DATA EXCERPTS start

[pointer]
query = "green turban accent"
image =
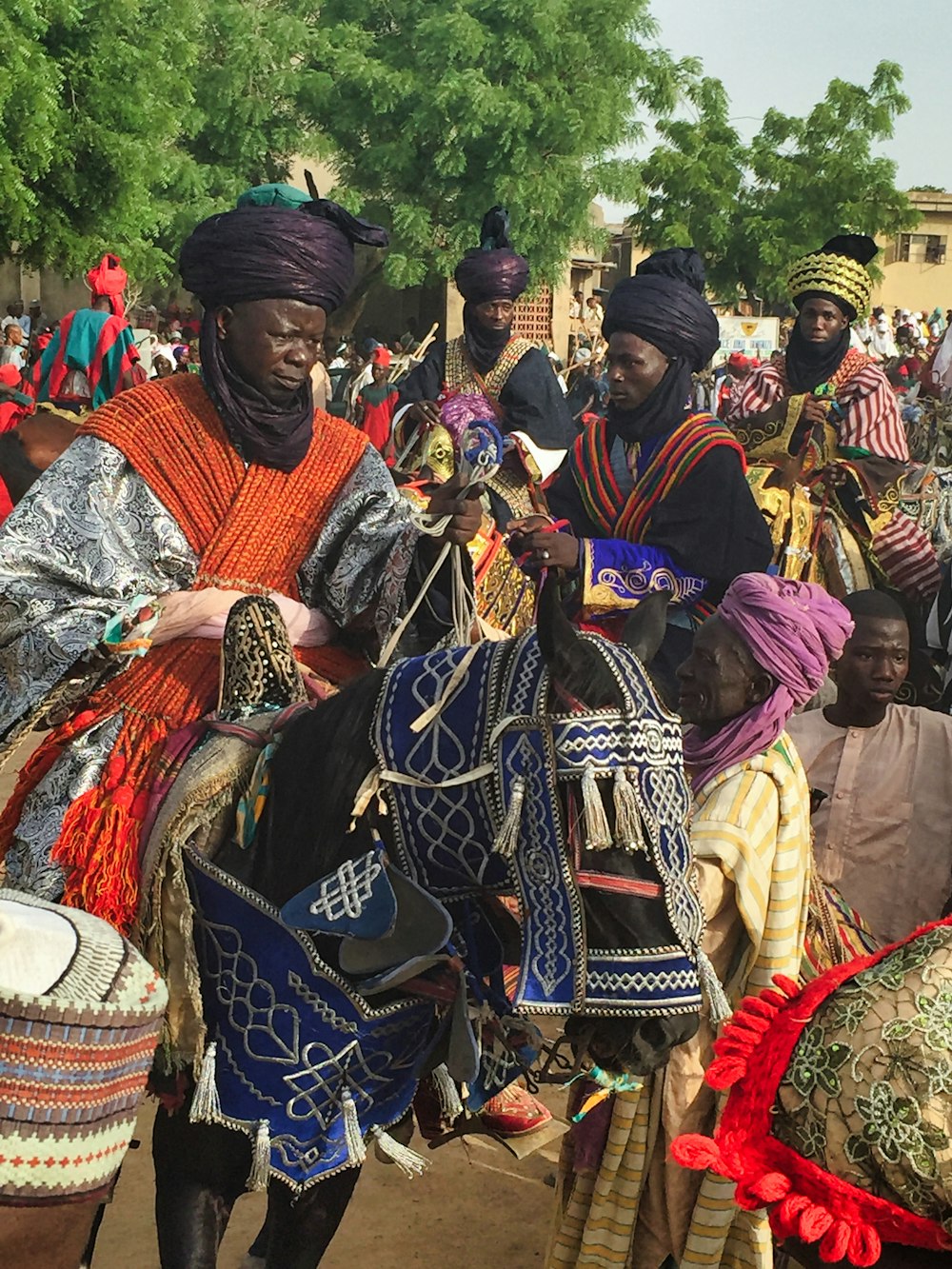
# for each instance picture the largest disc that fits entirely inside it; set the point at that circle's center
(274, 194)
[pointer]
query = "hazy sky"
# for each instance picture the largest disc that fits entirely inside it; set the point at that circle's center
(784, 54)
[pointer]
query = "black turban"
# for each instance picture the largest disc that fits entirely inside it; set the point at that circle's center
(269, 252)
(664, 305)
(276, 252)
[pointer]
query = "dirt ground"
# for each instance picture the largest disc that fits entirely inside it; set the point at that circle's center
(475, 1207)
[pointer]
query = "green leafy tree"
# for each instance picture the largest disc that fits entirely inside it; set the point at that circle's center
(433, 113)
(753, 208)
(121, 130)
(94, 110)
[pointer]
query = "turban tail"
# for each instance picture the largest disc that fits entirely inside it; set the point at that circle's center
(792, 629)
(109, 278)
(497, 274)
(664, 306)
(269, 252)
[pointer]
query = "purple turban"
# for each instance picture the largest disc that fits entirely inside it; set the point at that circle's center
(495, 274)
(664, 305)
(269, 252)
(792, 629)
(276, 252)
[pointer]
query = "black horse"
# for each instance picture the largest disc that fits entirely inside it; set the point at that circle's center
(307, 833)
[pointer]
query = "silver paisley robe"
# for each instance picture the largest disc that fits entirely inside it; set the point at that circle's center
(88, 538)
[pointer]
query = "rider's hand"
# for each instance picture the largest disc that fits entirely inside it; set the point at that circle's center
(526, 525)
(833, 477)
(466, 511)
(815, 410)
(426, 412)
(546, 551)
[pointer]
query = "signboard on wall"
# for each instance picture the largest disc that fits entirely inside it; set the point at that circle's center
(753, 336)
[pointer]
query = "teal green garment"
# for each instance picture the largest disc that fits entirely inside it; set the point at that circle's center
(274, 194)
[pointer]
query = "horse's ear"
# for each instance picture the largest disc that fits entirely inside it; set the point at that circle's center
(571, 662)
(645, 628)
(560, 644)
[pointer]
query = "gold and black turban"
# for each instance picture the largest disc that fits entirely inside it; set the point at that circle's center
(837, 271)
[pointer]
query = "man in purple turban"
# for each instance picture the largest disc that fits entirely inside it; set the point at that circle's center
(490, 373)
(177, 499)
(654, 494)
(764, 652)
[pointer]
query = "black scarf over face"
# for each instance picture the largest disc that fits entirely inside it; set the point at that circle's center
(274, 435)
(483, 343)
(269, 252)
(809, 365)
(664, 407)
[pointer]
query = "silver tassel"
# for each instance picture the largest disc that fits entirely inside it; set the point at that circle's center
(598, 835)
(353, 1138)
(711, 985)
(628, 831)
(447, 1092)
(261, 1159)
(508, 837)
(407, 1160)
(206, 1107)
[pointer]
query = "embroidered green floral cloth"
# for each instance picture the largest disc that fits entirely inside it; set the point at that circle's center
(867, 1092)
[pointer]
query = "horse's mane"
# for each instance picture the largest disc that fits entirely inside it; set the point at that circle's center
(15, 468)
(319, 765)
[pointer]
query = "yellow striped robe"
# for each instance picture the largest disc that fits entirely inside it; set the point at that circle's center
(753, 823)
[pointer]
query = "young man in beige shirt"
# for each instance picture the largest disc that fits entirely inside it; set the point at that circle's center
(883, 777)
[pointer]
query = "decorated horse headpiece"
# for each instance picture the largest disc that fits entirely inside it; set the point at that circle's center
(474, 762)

DATA EXCERPTS end
DATA EXCERPTS start

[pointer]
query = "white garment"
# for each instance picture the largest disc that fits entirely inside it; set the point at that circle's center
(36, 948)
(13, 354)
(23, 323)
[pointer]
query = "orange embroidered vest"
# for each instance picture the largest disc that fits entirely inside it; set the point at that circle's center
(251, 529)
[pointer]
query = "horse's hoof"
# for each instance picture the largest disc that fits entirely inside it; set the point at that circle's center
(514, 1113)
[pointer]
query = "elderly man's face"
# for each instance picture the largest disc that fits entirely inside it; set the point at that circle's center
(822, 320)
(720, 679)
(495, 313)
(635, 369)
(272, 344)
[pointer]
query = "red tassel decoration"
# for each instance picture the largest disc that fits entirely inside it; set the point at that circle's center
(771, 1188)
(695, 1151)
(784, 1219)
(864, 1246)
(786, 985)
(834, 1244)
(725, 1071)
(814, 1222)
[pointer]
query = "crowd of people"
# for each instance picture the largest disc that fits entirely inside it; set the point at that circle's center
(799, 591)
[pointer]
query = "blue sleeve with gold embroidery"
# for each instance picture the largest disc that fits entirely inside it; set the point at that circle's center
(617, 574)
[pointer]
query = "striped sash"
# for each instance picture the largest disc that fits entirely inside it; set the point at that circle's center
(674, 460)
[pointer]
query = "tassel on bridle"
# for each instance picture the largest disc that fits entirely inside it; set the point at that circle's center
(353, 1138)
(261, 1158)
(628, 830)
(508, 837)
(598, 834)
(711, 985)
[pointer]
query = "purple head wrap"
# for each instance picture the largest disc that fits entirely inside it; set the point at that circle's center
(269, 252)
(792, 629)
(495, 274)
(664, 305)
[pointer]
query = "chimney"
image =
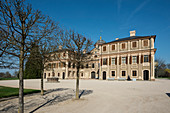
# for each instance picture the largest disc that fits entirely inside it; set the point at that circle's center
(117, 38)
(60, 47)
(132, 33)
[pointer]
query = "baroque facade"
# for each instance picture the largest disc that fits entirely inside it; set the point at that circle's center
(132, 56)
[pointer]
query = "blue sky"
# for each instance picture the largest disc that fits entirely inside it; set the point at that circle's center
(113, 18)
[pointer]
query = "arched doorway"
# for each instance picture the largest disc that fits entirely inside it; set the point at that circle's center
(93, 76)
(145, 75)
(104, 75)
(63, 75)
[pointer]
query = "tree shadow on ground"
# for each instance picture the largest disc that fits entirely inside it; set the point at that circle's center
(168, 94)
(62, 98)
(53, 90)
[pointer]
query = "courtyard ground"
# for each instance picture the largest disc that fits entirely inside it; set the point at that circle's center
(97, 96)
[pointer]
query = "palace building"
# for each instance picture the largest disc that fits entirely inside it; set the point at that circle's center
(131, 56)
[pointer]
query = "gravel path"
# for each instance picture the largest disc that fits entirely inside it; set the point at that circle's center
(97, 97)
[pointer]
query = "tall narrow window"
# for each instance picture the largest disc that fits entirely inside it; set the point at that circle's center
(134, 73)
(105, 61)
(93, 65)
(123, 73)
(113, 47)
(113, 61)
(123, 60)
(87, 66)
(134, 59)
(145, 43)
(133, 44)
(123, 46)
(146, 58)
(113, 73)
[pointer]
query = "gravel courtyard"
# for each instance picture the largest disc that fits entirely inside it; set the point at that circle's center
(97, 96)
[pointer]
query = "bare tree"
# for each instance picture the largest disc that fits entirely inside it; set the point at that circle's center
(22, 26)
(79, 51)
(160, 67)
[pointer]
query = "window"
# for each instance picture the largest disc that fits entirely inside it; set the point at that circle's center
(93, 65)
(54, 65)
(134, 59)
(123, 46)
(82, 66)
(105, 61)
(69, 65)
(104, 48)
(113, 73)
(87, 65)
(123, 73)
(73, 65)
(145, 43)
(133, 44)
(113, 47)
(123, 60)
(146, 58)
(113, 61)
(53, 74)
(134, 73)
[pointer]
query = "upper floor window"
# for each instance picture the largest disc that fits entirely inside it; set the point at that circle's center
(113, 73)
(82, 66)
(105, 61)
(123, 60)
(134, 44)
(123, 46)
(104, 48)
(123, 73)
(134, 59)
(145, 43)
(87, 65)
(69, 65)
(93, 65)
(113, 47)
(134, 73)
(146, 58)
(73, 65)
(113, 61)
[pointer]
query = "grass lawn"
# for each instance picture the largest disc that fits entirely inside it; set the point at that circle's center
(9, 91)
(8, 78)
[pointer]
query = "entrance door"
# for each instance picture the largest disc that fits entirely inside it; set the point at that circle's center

DATA EXCERPTS end

▸ **REQUIRED TASK**
Return every line of the rows above that contains the string "gravel", matching case exactly.

▸ **TASK OUTPUT**
query = "gravel path"
query = "gravel courtyard"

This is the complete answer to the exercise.